* [YOUR OBJECTIVE]:
Report how many lines in the records below hold "coordinates", with no other output.

* [Saved entries]:
——————————

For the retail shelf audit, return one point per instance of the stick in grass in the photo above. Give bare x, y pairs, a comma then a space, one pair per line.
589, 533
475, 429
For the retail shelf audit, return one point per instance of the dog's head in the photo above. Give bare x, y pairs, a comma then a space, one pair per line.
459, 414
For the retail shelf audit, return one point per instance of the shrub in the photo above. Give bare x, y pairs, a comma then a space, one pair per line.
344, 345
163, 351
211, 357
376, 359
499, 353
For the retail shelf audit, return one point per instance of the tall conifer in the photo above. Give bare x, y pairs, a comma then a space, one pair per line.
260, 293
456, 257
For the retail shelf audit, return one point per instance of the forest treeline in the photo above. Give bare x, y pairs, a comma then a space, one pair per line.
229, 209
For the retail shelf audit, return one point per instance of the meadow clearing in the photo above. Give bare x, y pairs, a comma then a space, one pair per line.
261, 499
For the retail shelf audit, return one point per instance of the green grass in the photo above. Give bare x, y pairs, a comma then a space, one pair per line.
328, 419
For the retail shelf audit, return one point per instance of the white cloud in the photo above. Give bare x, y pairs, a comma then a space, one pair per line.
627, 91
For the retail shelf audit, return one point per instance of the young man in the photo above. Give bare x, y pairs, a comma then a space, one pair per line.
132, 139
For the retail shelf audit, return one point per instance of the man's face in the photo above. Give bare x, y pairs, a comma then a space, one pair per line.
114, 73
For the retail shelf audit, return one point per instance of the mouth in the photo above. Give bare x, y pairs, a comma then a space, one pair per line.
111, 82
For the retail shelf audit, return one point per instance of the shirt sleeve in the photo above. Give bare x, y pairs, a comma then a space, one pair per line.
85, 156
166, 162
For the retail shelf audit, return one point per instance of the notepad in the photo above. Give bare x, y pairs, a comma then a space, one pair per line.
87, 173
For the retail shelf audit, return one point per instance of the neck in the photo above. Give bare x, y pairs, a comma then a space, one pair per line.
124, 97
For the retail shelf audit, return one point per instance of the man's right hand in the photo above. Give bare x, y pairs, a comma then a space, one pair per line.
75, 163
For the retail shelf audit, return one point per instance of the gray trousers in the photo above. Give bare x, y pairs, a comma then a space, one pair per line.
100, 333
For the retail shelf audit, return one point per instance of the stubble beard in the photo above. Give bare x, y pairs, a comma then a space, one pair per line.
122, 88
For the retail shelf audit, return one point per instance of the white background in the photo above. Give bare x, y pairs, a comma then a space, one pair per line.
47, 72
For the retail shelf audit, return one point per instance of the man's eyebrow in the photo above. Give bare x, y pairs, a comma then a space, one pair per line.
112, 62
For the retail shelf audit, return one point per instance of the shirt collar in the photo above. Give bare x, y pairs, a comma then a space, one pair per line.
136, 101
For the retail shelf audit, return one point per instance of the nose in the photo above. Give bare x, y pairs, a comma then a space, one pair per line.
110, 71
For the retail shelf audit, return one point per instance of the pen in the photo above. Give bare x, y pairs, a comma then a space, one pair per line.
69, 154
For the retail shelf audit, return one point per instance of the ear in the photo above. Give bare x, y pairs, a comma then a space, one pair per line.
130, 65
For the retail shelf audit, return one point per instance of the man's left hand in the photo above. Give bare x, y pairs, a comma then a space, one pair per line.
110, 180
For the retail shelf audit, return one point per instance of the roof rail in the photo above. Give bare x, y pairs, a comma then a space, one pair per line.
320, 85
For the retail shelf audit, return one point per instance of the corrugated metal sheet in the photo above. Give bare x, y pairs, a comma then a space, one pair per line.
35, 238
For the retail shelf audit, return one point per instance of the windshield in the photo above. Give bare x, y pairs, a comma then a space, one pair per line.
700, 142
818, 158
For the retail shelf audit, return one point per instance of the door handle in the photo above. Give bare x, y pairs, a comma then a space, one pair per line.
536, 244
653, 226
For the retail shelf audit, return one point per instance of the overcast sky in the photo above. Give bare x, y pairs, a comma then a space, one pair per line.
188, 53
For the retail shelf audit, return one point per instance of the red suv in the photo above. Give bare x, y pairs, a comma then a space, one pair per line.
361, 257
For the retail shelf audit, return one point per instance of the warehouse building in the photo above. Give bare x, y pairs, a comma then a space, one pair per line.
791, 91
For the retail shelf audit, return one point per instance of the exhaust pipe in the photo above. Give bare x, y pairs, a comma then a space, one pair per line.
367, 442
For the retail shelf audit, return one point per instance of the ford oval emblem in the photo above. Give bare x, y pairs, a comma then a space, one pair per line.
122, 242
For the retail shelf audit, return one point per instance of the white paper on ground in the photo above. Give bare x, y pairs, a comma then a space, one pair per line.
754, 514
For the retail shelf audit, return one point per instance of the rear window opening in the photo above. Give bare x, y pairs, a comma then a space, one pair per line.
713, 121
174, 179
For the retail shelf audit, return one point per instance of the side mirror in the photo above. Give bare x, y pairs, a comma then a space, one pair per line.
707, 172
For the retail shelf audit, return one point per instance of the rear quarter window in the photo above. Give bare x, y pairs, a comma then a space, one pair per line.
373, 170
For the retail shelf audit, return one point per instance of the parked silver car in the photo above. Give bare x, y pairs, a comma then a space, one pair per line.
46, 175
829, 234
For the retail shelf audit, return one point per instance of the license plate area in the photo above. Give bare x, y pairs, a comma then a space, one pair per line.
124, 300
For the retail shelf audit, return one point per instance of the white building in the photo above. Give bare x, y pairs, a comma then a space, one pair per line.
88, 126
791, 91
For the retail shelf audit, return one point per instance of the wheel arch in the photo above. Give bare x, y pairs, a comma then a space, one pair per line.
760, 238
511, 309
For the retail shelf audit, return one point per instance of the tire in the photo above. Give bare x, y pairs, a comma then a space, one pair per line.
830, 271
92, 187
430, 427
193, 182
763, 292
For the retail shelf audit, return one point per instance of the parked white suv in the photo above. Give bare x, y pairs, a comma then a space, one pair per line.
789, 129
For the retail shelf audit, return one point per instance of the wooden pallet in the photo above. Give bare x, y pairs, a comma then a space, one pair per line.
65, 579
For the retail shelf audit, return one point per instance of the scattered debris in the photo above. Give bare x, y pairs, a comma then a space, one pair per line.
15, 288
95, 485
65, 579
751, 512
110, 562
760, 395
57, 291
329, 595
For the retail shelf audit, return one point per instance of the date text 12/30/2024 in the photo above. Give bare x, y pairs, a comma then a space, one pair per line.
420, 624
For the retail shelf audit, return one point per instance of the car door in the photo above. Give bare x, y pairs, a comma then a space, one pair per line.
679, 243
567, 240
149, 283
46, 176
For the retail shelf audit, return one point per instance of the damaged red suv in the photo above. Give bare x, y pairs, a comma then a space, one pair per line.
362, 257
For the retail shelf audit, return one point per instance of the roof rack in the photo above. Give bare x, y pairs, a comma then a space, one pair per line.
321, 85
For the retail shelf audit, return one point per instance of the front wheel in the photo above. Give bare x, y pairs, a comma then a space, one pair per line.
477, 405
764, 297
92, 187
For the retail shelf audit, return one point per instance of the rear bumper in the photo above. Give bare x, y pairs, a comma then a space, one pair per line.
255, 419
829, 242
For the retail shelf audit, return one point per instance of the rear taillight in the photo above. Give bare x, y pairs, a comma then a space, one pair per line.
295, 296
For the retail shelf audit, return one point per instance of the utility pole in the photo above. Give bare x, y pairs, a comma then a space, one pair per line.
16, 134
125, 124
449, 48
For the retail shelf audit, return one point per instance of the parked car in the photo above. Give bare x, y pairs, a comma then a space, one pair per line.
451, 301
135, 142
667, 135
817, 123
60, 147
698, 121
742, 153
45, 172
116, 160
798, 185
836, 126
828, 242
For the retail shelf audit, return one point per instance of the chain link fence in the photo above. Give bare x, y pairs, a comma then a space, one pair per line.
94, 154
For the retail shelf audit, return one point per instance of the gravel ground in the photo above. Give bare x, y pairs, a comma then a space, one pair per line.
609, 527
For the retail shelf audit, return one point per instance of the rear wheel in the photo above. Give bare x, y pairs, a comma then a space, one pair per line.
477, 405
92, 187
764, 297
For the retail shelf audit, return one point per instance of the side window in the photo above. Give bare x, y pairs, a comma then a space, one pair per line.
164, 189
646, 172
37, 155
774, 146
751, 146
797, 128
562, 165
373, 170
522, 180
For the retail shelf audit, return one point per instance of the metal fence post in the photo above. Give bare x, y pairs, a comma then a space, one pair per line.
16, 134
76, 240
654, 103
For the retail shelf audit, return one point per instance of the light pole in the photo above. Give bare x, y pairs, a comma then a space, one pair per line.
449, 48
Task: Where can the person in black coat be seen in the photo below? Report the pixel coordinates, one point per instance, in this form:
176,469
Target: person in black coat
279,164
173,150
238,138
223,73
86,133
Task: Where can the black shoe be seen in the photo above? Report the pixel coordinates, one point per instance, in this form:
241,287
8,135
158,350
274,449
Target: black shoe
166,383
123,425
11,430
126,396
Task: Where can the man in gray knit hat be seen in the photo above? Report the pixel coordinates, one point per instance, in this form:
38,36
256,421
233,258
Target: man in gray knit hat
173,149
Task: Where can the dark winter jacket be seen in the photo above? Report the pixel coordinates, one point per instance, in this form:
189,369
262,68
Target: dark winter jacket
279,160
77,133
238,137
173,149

——————————

* [SOLUTION TO THIS EXERCISE]:
4